[EXERCISE DESCRIPTION] Using the material below, return exactly the lines between the one holding "Query: three-tier wedding cake" and the one holding "Every instance of the gold chiavari", inclusive, and no others.
--- PROVIDED ENTRIES Enclosed Below ---
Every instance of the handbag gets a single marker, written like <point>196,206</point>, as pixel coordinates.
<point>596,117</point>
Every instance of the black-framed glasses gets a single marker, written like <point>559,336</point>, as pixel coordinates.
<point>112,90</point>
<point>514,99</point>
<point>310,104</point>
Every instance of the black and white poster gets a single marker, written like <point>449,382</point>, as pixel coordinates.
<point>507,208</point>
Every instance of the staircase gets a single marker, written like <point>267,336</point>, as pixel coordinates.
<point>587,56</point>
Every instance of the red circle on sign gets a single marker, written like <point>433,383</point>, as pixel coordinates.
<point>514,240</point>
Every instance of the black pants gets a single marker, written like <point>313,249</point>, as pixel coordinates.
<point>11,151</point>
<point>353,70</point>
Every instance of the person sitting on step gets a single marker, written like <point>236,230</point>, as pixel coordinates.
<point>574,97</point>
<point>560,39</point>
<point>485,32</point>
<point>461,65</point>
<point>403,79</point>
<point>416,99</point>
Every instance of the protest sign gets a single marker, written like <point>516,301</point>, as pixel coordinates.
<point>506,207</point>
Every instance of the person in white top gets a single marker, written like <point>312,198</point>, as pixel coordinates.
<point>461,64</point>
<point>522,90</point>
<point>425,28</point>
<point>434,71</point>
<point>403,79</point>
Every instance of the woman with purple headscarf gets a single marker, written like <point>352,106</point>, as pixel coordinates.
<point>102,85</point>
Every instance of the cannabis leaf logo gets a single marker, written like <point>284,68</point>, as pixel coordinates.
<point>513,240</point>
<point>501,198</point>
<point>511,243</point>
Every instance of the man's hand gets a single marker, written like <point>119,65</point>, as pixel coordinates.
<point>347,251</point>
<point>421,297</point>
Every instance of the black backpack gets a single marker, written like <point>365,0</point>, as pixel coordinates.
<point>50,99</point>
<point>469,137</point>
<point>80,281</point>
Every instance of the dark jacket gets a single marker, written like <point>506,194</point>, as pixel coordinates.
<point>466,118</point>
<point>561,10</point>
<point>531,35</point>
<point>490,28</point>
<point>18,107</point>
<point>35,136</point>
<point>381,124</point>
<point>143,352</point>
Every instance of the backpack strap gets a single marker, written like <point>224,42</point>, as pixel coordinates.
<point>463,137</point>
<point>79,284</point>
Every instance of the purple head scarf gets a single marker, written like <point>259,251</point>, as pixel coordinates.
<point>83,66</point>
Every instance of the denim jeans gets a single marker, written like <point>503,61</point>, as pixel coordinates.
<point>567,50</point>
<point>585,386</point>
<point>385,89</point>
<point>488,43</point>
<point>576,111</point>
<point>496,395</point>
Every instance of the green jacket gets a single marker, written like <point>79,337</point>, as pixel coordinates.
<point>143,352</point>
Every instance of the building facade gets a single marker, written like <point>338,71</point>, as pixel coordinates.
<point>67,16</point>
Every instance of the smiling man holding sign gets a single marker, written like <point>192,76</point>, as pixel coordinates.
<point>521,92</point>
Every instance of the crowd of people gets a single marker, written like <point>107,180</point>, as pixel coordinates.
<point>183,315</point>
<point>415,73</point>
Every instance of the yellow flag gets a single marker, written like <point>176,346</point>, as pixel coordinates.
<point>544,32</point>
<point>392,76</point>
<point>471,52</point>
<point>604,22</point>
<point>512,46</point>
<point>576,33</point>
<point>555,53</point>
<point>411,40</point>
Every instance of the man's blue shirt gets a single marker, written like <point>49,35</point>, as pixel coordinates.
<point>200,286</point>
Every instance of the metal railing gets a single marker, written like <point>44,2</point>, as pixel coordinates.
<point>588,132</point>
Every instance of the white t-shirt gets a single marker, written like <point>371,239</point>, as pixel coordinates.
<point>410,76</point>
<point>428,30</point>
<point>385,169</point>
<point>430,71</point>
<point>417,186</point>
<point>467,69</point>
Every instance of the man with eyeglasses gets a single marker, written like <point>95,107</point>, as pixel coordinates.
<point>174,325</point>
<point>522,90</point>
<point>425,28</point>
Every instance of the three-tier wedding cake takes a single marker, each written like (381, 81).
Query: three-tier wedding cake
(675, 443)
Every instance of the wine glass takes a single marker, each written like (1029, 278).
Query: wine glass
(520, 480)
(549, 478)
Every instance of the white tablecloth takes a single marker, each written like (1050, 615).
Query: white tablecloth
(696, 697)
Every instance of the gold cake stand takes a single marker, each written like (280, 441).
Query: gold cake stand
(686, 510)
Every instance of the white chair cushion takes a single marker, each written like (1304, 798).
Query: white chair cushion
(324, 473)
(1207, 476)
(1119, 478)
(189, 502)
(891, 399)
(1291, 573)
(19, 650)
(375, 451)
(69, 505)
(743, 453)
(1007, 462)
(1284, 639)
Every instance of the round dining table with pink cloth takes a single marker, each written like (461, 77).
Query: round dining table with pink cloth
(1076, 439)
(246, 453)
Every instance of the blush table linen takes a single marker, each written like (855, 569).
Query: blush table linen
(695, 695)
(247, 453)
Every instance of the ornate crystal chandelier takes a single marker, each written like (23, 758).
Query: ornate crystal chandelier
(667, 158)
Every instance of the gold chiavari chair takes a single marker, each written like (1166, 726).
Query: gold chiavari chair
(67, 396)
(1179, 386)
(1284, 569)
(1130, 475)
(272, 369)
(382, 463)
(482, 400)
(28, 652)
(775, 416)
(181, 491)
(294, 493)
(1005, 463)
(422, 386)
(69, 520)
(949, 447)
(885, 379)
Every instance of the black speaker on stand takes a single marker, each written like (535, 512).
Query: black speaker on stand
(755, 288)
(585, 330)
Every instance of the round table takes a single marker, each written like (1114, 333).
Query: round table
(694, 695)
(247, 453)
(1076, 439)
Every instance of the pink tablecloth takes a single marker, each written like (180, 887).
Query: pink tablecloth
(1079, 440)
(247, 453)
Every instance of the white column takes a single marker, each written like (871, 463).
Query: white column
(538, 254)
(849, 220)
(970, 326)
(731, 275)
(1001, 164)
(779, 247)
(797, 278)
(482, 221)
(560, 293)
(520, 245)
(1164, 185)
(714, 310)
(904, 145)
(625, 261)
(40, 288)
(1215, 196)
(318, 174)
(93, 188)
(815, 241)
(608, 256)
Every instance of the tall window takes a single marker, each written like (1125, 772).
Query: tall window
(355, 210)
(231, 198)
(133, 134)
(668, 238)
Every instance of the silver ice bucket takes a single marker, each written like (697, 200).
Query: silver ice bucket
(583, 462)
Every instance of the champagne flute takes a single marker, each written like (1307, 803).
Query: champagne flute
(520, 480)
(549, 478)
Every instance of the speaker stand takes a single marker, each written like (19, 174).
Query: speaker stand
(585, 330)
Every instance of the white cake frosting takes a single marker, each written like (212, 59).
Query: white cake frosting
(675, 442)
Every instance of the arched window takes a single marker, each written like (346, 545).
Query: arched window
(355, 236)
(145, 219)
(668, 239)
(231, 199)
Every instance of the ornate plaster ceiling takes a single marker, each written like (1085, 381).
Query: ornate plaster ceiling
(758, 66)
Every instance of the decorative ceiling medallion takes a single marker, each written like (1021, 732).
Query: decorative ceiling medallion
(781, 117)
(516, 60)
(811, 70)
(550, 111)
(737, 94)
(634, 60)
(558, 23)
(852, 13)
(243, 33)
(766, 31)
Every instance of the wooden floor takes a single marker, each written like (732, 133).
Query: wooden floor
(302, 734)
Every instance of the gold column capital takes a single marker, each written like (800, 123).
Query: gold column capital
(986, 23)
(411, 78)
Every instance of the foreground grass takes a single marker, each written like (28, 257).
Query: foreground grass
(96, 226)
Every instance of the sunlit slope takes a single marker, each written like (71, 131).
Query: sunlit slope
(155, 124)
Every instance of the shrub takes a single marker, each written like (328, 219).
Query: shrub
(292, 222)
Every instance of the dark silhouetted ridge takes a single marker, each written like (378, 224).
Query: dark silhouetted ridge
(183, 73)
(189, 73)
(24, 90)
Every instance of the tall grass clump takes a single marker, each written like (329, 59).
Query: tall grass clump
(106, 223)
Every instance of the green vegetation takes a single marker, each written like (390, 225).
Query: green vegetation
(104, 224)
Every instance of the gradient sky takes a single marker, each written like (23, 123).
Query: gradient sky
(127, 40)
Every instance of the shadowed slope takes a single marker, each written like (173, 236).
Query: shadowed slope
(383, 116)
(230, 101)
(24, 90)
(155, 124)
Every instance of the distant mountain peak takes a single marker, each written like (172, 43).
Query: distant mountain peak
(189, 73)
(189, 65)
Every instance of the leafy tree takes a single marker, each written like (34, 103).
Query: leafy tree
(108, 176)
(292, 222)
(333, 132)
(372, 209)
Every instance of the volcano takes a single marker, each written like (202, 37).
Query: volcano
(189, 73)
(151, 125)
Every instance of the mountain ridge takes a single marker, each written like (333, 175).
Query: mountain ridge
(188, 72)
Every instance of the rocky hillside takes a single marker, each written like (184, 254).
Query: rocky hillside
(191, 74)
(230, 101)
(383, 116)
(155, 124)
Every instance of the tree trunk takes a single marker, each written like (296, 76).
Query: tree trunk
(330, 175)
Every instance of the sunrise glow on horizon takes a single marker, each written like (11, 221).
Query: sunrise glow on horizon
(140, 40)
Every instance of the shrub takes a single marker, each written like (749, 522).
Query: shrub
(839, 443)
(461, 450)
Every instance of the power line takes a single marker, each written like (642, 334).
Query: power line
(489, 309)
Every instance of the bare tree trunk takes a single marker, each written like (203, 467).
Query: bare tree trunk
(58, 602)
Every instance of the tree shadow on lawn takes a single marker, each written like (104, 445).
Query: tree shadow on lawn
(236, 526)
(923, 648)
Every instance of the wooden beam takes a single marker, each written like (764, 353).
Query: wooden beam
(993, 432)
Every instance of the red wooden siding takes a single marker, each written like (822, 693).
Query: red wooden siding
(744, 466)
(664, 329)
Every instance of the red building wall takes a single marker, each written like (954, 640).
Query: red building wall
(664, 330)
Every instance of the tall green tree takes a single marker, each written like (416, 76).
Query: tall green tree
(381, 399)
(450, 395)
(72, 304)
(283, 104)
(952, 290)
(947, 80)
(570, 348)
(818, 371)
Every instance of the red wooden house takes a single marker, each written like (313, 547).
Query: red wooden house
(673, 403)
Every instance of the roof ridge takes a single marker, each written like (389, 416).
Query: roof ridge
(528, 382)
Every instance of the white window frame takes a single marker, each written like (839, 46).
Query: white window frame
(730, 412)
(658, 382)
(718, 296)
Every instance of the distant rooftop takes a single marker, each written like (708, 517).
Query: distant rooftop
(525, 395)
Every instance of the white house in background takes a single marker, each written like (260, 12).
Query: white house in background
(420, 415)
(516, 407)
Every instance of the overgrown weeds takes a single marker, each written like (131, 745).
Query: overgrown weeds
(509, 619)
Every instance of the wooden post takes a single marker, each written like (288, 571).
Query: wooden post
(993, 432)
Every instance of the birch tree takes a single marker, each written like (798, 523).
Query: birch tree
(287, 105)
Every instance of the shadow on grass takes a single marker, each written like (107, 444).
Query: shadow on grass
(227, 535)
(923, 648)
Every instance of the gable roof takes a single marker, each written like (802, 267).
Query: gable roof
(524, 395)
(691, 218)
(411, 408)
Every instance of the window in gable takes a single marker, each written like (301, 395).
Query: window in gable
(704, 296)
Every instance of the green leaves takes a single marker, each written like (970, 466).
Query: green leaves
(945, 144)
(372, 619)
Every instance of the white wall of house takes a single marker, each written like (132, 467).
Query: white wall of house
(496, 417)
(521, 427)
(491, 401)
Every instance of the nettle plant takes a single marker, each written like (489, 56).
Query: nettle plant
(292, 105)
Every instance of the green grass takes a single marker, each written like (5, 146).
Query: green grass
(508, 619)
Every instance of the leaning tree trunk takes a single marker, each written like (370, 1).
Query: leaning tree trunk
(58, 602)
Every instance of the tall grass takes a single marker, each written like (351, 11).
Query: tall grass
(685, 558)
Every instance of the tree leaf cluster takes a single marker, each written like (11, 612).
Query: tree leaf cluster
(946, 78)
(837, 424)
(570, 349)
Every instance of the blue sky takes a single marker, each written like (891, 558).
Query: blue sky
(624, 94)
--- End of Enclosed PROVIDED ENTRIES ---
[YOUR SOLUTION]
Query: three-tier wedding cake
(675, 443)
Every instance of the wine glass takes a single marker, each written like (1029, 278).
Query: wine glass
(520, 480)
(549, 478)
Every instance of the white tablecloth takes a single marker, each written like (1050, 615).
Query: white tablecloth
(696, 697)
Every instance of the gold cake stand takes a single marker, each written like (280, 441).
Query: gold cake stand
(686, 510)
Every instance of the white chair cushion takes a single marker, each written like (1304, 798).
Query: white chair cushion
(324, 473)
(1207, 476)
(1119, 478)
(189, 502)
(891, 399)
(1291, 573)
(19, 650)
(375, 451)
(69, 505)
(743, 453)
(1007, 462)
(1284, 639)
Every instance of the round dining table with pink cloth takes a single marker, each written like (461, 77).
Query: round dining table with pink cloth
(1076, 439)
(246, 453)
Every instance of the blush table linen takes a single marker, each written like (855, 569).
Query: blush table linen
(695, 695)
(247, 453)
Every instance of the ornate crystal chandelier takes a single marker, each written like (23, 758).
Query: ornate crystal chandelier
(667, 158)
Every instance of the gold chiavari chair takes a single marker, each written like (1166, 726).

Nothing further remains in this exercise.